> [Task requirements]:
A: From the blog post about painting with Cadmium Yellow, repeat verbatim the passage starting with "Unfinished canvas" and going on through "all of them.".
B: Answer these questions using the blog post about painting with Cadmium Yellow:
(i) What size is the unfinished canvas?
(ii) What was the studio room used as before?
(iii) What brand of white paint was laid on with the large brush?
C: Write the next part of the blog post about painting with Cadmium Yellow, beginning right after its final sentence.

Sunday, May 8, 2011

THE CADMIUM YELLOW BLUES


Unfinished canvas
60"x60"
it looks OK at this distance

 Cadmium Yellow is one of my most treasured pigments. Yes, I am aware that there is a health hazard with them, but I am drawn to the cadmium colors. I sense some kind of extra energy in all of them.

My studio, once a guest bedroom, is fine for smaller works. Located in central California, the windows and doors are open most of the year for ventilation, however, I did not want to be in a confined space with twenty-five square feet of fresh out gassing paint (see links below). So, in the late afternoon, on the shady side of the barn, I leaned the big canvas against the wall. With a large brush, I laid on a generous amount of a Permalba white with a squeeze each of Cadmium Yellow Pale, Cadmium Yellow, and a splash of a French Lemon Yellow. The colors were blending beautifully into the clean, clear, soft yellow background I had seen in my mind. Just when I thought it couldn't get more perfect, I noticed that I was not alone. As fast as I was painting, every square inch (all 3,600) of it was filling with kamikaze-style little black bugs.

Stored data:

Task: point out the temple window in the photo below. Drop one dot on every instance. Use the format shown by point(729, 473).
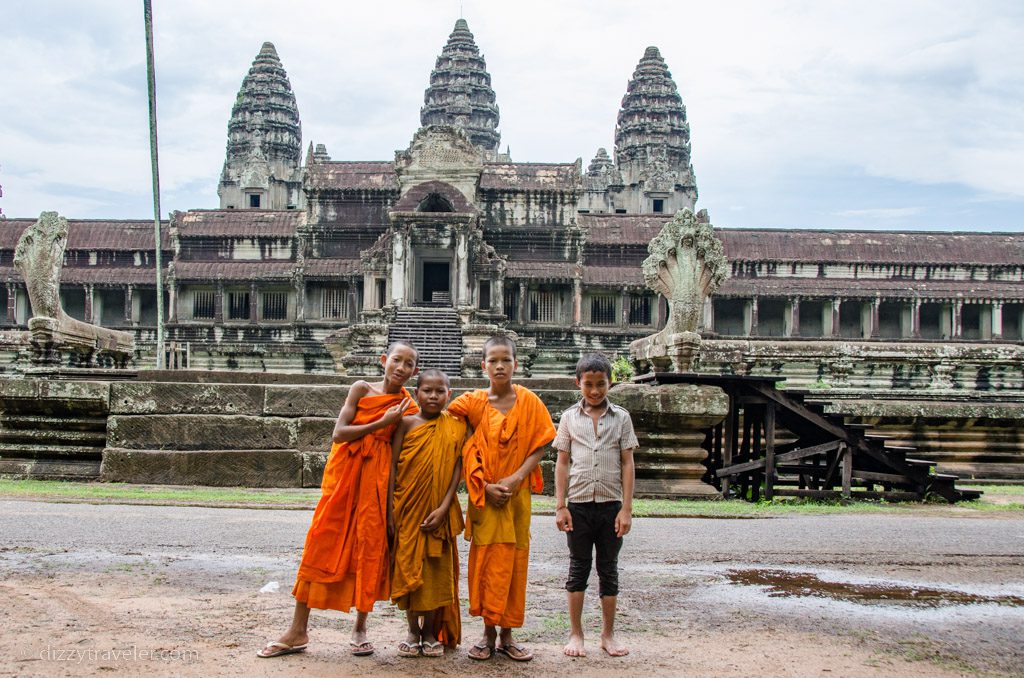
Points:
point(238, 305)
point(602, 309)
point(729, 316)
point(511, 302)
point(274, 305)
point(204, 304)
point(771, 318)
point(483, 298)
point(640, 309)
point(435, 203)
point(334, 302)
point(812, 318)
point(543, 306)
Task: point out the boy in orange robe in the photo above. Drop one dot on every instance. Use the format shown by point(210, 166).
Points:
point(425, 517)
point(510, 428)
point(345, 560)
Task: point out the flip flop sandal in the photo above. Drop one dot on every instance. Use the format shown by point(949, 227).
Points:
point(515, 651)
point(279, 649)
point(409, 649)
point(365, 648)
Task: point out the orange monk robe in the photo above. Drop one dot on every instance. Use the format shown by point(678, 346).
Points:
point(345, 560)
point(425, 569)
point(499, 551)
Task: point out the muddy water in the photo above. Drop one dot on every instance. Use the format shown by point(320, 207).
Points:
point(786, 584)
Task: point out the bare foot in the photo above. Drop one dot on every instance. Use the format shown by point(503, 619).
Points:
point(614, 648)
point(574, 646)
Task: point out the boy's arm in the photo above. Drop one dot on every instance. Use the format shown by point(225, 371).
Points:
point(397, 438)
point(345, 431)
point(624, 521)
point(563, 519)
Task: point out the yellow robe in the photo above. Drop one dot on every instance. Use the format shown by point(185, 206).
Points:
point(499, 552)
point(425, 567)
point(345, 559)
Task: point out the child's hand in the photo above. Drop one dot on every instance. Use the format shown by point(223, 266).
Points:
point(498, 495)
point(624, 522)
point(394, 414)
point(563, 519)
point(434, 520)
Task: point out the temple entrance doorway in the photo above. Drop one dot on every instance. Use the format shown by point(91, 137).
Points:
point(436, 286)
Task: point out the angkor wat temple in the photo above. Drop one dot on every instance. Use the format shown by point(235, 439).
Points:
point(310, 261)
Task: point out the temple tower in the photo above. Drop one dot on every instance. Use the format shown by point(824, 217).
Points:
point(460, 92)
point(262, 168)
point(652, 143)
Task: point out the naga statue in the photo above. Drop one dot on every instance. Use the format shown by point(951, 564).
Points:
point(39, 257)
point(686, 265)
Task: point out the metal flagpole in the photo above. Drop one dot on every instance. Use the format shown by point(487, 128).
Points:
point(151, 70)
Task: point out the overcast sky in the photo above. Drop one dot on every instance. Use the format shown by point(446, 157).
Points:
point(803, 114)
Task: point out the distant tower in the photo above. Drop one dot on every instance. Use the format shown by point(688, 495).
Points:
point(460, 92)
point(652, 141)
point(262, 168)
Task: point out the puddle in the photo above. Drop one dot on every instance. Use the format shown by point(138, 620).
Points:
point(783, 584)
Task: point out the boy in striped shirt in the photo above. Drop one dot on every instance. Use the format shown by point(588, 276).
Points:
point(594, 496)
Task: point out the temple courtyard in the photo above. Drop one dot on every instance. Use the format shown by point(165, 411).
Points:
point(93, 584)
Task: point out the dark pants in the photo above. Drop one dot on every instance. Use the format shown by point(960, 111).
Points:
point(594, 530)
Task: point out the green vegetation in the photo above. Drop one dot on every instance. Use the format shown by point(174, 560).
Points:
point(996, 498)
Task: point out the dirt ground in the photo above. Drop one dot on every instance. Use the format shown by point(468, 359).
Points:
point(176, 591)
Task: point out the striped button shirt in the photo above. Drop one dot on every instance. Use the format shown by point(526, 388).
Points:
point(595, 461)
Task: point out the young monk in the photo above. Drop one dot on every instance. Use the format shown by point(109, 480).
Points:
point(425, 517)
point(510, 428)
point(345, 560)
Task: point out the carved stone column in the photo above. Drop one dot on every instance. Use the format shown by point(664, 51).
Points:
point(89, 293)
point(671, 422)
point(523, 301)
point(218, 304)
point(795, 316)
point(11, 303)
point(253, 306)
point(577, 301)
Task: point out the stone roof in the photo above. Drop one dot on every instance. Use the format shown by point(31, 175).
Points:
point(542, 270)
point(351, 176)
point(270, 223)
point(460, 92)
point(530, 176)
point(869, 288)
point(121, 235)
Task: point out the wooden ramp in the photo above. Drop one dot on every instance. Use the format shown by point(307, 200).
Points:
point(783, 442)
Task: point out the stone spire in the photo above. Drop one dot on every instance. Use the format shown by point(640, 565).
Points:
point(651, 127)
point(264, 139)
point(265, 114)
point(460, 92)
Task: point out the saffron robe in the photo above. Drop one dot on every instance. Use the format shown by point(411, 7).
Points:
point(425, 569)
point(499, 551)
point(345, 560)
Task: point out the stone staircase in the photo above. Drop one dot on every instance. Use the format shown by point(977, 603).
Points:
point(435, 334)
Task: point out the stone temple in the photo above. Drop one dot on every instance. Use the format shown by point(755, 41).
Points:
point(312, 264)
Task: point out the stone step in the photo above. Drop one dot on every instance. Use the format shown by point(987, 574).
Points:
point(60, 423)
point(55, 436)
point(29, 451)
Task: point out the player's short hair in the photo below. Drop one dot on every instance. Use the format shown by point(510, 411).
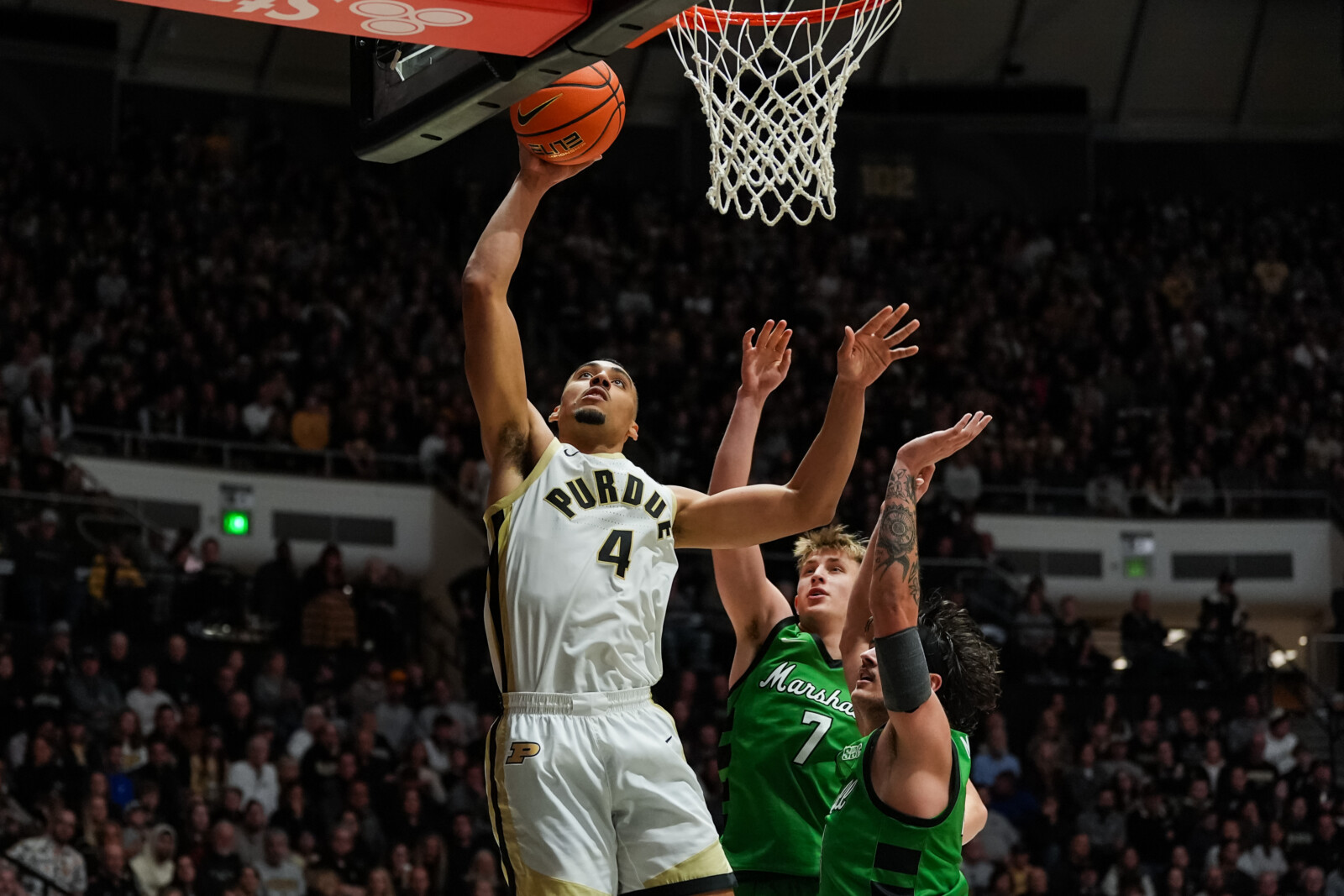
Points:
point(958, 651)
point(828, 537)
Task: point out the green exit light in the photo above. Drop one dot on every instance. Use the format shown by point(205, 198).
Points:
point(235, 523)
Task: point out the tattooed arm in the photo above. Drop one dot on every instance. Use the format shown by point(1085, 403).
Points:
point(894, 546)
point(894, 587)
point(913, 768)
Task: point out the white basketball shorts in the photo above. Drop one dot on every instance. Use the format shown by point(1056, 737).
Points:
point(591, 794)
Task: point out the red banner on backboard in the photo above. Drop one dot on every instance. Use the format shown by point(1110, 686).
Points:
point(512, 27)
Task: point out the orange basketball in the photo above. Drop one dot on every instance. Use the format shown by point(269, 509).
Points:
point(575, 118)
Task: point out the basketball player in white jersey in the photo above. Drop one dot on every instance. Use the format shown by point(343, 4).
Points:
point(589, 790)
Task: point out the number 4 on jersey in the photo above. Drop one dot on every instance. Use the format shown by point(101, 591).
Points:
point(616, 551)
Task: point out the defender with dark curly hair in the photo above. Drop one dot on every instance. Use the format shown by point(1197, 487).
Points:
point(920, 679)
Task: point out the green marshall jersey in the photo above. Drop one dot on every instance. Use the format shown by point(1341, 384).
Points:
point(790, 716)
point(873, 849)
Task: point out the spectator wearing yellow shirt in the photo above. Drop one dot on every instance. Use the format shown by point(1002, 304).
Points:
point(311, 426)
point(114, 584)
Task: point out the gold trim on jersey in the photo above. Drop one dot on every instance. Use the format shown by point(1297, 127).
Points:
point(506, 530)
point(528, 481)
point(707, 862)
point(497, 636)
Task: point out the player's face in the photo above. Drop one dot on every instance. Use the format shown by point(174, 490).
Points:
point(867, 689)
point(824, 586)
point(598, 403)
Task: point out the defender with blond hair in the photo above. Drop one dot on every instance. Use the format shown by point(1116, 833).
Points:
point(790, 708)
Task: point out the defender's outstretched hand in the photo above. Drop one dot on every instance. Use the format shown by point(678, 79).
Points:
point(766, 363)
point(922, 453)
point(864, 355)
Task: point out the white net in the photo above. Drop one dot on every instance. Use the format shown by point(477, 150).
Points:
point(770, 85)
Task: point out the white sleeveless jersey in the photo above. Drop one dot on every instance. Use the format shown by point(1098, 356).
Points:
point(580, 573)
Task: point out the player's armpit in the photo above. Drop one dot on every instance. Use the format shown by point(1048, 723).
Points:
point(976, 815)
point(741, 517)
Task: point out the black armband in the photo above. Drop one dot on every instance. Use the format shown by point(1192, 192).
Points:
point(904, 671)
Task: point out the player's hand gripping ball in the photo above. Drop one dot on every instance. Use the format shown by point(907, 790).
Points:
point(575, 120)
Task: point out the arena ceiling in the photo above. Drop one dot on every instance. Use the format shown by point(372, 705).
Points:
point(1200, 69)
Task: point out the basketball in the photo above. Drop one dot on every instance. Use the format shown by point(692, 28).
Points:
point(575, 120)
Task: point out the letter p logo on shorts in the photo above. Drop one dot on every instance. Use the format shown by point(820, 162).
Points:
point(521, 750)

> [Task-by-task answers]:
A:
Unfinished canvas
60"x60"
it looks OK at this distance

 Cadmium Yellow is one of my most treasured pigments. Yes, I am aware that there is a health hazard with them, but I am drawn to the cadmium colors. I sense some kind of extra energy in all of them.

B:
(i) 60"x60"
(ii) A guest bedroom
(iii) Permalba

C:
Anyone who has tried to rescue an innocent insect from fresh oil paint know how futile that is. I hoped I could just work them into the paint as each one is tiny. No one would notice. I tried to console myself saying this is life (in this case death), this is an authentic event in the evolution of a work of art. I kept working the canvas until it was completely covered and with paint and more bugs. As I walked away from the finished background, I faintly hoped in the morning the bugs would have somehow found away out of their predicament on their own.

No one would notice, hah!  At best, black mixed with yellow looks green. Most of them still appear very black. I spent a sizable part of the next day with a razor tipped art knife, with only moderate success at picking out bug parts. When it is completely dry, I will have to sand parts (with respirator), fill the knife gouges in the paint, dry, sand again, and repaint at least once the whole upper half of the painting. Next time, I will paint indoors, and then dry it outside in the full heat of the sun when there are far fewer bugs.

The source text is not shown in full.